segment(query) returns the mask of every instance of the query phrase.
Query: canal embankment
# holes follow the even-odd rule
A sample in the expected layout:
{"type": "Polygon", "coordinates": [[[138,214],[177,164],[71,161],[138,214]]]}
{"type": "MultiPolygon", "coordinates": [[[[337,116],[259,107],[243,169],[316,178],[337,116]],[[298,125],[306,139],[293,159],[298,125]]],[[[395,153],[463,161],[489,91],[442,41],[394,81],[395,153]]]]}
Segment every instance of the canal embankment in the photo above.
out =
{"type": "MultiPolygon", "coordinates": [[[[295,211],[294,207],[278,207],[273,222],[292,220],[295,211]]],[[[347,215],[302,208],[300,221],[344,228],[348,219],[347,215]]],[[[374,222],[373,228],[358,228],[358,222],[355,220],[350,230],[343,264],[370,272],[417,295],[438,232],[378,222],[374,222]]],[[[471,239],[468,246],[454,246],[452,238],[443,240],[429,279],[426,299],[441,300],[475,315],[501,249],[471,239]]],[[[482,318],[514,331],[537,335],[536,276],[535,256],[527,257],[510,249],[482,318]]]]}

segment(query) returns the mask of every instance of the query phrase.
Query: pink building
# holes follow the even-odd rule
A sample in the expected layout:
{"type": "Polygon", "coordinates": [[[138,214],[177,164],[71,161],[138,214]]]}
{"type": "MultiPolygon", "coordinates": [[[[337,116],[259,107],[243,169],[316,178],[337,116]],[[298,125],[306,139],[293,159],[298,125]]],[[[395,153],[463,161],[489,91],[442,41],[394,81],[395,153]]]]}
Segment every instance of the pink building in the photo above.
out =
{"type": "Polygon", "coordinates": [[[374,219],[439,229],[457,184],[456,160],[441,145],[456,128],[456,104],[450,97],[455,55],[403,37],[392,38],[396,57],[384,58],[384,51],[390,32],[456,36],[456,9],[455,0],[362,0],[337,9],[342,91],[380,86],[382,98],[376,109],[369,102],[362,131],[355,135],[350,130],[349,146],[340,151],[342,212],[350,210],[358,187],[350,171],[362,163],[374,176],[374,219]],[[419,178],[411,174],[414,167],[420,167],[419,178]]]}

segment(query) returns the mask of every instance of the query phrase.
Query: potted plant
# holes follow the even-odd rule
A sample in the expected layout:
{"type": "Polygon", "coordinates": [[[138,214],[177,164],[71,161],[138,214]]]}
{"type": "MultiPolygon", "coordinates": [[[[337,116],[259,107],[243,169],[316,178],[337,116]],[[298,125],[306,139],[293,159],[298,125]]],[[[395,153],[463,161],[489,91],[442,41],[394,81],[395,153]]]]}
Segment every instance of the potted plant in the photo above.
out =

◆ ◆ ◆ ◆

Every entry must be quoted exactly as it appears above.

§ **Response below**:
segment(query) returns the mask of every instance of the query phrase.
Query: canal embankment
# holes follow the even-odd rule
A sample in the expected layout:
{"type": "Polygon", "coordinates": [[[138,214],[177,164],[71,161],[138,214]]]}
{"type": "MultiPolygon", "coordinates": [[[[337,116],[259,107],[243,169],[316,178],[337,116]],[[298,125],[306,139],[293,159],[298,125]]],[[[395,153],[463,161],[489,91],[442,41],[394,81],[395,153]]]]}
Segment every instance of the canal embankment in the photo above.
out =
{"type": "MultiPolygon", "coordinates": [[[[295,211],[294,207],[278,207],[273,222],[292,220],[295,211]]],[[[347,215],[302,208],[300,221],[344,228],[348,219],[347,215]]],[[[374,222],[373,228],[358,228],[358,222],[355,220],[350,230],[343,264],[370,272],[417,295],[438,232],[378,222],[374,222]]],[[[471,239],[468,246],[454,246],[452,238],[443,240],[429,279],[426,299],[441,300],[475,315],[501,249],[471,239]]],[[[482,318],[514,331],[537,335],[536,276],[535,256],[527,257],[510,249],[482,318]]]]}

segment(query) returns the mask of every instance of the query phrase.
Query: pink building
# holes follow the even-odd rule
A sample in the expected layout:
{"type": "Polygon", "coordinates": [[[138,214],[177,164],[71,161],[138,214]]]}
{"type": "MultiPolygon", "coordinates": [[[[337,116],[259,107],[243,169],[316,178],[337,116]],[[298,125],[306,139],[293,159],[298,125]]],[[[395,153],[463,161],[489,91],[442,41],[394,81],[395,153]]]]}
Segment every instance of the pink building in the photo above.
out =
{"type": "Polygon", "coordinates": [[[374,219],[439,229],[457,184],[456,160],[441,145],[456,128],[456,104],[450,97],[455,55],[403,37],[392,38],[396,57],[384,58],[384,51],[390,32],[456,36],[456,9],[455,0],[362,0],[337,9],[342,91],[380,86],[382,98],[376,109],[369,102],[362,131],[355,135],[350,130],[349,146],[340,151],[342,212],[350,210],[358,187],[350,171],[362,163],[374,176],[374,219]],[[419,178],[411,174],[414,167],[420,167],[419,178]]]}

segment(query) returns the mask of every instance of the query phrase.
Query: potted plant
# holes follow the even-odd rule
A sample in the expected layout:
{"type": "Polygon", "coordinates": [[[138,214],[177,164],[71,161],[138,214]]]}
{"type": "MultiPolygon", "coordinates": [[[[337,116],[259,107],[243,169],[316,178],[337,116]],[[298,125],[306,139],[293,159],[298,125]]],[[[395,153],[463,161],[489,91],[442,41],[394,81],[395,153]]]]}
Segment every instance of the potted plant in the photo above.
out =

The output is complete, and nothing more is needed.